Directions:
Would you transcribe all of the data exactly, down to the last character?

━━━━━ Material shown ━━━━━

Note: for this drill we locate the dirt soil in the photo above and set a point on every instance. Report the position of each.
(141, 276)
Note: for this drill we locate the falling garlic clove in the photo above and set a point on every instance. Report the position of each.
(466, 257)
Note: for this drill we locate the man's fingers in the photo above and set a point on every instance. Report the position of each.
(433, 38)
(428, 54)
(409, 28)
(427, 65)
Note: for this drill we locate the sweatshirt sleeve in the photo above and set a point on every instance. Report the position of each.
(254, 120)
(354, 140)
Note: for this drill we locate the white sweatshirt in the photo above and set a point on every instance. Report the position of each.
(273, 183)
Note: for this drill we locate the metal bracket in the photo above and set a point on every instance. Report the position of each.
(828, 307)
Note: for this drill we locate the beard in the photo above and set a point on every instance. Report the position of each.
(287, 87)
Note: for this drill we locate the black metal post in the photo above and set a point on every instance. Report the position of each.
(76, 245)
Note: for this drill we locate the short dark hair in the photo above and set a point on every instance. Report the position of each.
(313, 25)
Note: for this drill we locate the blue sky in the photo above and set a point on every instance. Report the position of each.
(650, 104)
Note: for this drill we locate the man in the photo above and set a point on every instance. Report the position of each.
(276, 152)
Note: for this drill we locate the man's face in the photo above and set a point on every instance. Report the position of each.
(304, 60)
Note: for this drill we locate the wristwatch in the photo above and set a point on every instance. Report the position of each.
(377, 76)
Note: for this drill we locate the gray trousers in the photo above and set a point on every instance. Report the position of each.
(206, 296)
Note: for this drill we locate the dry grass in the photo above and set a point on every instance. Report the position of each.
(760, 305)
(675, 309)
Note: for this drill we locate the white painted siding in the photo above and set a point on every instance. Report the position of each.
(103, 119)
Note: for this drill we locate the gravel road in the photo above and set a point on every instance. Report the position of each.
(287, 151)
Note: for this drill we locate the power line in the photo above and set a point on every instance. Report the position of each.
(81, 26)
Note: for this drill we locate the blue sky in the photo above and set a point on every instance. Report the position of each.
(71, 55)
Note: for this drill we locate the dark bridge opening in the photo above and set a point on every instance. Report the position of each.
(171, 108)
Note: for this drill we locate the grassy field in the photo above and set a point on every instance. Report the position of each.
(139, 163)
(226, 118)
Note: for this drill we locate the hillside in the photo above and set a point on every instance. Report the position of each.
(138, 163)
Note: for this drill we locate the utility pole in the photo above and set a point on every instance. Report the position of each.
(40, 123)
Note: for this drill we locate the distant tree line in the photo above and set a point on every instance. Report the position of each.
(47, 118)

━━━━━

Response for this exercise:
Note: for this drill we locate the dirt soil in the photo above and set a point on every instance. Report the position of each.
(141, 276)
Note: for this drill we locate the falling garlic clove in the photo above and set a point on every instance. Report the position of each.
(466, 257)
Note: for this drill we locate the man's fingers in the photo above and set a point on every instance. Report the position of each.
(433, 38)
(428, 54)
(409, 28)
(427, 65)
Note: for this drill we locate the sweatshirt sleeve in the photo above and set a point on every instance. Report the position of each.
(254, 120)
(354, 140)
Note: for this drill we locate the white sweatshirt in the photo above and set a point on every instance. Report the position of each.
(273, 183)
Note: for this drill we locate the metal bracket in the photo above and set a point on every instance. Report the position of each.
(828, 307)
Note: for this drill we locate the beard in the photo above and set a point on every instance. Report the position of each.
(287, 87)
Note: for this drill we locate the black metal post in the photo above and set a point on every instance. Report the position of each.
(76, 245)
Note: for this drill we locate the short dark hair in the photo above and set a point on every instance. Report the position of each.
(313, 25)
Note: for this drill we locate the blue sky in the photo above and set a point on every instance. Report the position of each.
(650, 104)
Note: for this drill we locate the man in the photo above and set a point on every instance. Report the position of each.
(276, 152)
Note: for this drill we locate the man's face in the photo above and set a point on every instance. Report the position of each.
(304, 60)
Note: for this drill we locate the wristwatch in the photo above and set a point on every instance. Report the position of each.
(377, 76)
Note: for this drill we locate the gray trousers in the photo above and set a point on every instance. Report the position of each.
(206, 296)
Note: for this drill we locate the dry grass in the photo above and set a point on every instance. Report the position of each.
(760, 305)
(675, 309)
Note: for this drill we locate the white painted siding in the photo above and set a point on every instance. Report the position of each.
(103, 119)
Note: for this drill we locate the gravel road in the photo above and set a point on every instance. Report the position of each.
(287, 151)
Note: for this drill we locate the power line in the photo above and set a point on every instance. Report the position of each.
(81, 26)
Note: for this drill we locate the blue sky in the photo above and set a point on every instance. Report the position of each.
(71, 55)
Note: for this drill we locate the dark bridge opening in the photo above and set a point on every instance. Report the position of each.
(171, 108)
Note: for this drill we locate the grassy field in the photo above and set a point on every instance. Report the position of each.
(139, 163)
(226, 118)
Note: for this drill we locate the hillside in the photo above and set a point on every instance. Report the position of each.
(138, 163)
Note: for this drill we locate the utility pole in the photo above and set a point on every instance. Report the position of each.
(40, 123)
Note: for this drill we locate the distant tree line in the photo above and set a point on every instance. Report the position of each.
(47, 118)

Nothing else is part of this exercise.